AIM OF THE EXERCISE:
Could you reproduce word for word the entries beginning at the line that contains "Place one point per instance of the paved" and stopping after the last line of the entries?

DATA FOR THIS EXERCISE:

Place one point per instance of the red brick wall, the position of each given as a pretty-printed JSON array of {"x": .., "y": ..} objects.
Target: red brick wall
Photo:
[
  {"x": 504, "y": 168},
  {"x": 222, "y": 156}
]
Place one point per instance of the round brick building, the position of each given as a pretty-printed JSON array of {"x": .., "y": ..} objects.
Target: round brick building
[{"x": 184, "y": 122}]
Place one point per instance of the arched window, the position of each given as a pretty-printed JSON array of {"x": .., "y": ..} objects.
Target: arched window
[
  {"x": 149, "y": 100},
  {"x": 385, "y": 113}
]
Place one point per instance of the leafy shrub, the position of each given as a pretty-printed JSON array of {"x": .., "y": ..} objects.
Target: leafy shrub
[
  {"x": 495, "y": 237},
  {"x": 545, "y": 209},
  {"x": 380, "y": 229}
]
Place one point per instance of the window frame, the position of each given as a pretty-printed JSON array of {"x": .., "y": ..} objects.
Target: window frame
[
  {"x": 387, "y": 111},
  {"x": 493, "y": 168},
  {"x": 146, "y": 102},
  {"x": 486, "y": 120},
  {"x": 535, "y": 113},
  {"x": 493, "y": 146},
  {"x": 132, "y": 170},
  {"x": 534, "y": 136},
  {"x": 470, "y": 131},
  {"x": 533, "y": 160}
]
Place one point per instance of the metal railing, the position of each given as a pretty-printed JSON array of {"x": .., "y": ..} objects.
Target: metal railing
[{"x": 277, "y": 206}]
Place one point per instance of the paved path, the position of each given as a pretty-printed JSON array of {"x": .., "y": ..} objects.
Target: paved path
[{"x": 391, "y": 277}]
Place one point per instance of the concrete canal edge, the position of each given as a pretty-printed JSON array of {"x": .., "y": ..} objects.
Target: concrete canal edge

EXPECTED OUTPUT:
Place one point per instance of the paved path, the position of each given as a pretty-printed JSON array of {"x": .., "y": ..} objects.
Target: paved path
[{"x": 391, "y": 277}]
Place one point per instance of the concrete canal edge, the position of each given as a pretty-printed JSON array of {"x": .., "y": ..} objects.
Target: concrete canal edge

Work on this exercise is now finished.